DATA SHOWN below:
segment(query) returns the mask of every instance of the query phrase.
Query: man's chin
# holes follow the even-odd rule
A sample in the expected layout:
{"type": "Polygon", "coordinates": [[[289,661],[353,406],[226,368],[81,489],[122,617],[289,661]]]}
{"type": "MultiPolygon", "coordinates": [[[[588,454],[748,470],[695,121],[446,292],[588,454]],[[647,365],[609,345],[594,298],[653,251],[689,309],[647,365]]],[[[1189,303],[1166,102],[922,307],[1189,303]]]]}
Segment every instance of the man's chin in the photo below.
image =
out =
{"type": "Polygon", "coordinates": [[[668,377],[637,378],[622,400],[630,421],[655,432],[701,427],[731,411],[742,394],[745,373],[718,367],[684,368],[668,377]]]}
End of DATA SHOWN.
### ASSIGNMENT:
Where a line in the listing above includes the string "every", copy that line.

### PROBLEM SOLUTION:
segment(query) returns the mask of every instance of the query phrase.
Segment every instance of the man's chin in the photo below.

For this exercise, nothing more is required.